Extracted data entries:
::::::

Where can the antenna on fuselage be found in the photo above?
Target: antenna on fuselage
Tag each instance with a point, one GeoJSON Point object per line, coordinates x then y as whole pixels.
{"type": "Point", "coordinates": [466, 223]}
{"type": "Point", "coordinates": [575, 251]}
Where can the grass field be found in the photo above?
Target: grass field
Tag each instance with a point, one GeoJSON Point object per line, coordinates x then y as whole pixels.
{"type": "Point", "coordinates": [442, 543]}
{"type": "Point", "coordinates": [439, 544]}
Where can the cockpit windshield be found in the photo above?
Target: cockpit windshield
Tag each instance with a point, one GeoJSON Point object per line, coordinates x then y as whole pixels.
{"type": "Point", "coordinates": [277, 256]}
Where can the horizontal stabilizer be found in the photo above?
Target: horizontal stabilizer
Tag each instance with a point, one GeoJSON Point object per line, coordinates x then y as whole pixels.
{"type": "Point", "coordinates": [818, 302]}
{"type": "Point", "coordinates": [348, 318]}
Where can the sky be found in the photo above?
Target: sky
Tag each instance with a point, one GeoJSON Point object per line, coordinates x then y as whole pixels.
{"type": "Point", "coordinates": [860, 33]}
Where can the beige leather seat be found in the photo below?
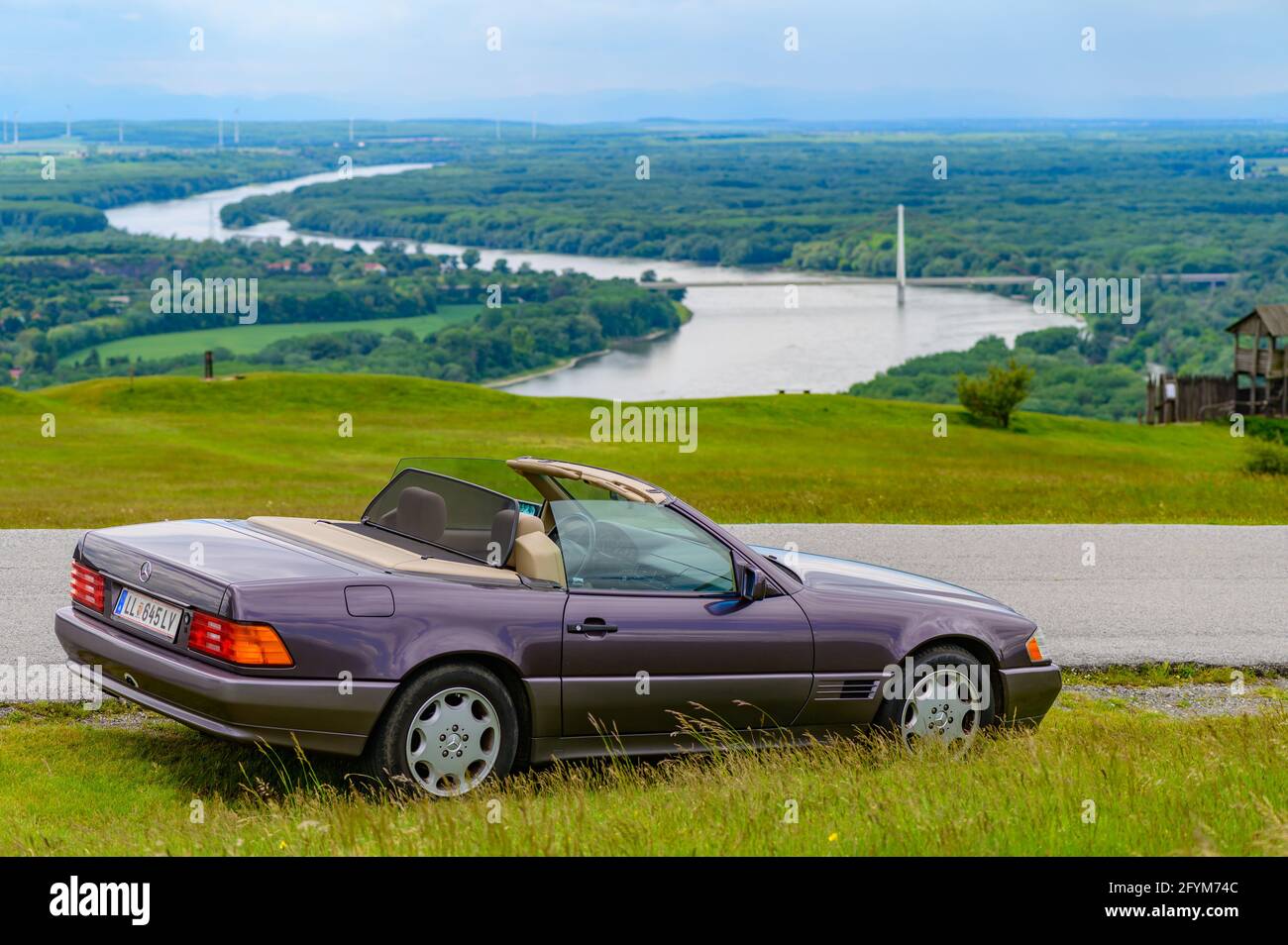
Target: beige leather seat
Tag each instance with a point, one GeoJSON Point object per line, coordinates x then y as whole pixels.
{"type": "Point", "coordinates": [535, 553]}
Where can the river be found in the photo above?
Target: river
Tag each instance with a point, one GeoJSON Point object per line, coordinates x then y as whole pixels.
{"type": "Point", "coordinates": [741, 340]}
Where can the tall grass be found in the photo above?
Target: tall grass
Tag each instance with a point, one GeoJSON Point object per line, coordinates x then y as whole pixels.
{"type": "Point", "coordinates": [1155, 786]}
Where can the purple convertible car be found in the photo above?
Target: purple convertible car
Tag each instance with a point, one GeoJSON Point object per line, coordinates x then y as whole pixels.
{"type": "Point", "coordinates": [482, 615]}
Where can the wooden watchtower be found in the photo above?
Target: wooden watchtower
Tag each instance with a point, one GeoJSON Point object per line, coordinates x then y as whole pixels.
{"type": "Point", "coordinates": [1260, 339]}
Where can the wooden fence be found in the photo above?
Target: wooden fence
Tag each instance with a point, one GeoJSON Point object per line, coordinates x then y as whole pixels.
{"type": "Point", "coordinates": [1188, 399]}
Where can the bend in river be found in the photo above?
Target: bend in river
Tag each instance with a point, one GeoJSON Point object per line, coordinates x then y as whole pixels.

::::::

• **Work item**
Only the number is wanted: how many lines in the entries above contain the string "fuselage"?

• **Reply**
2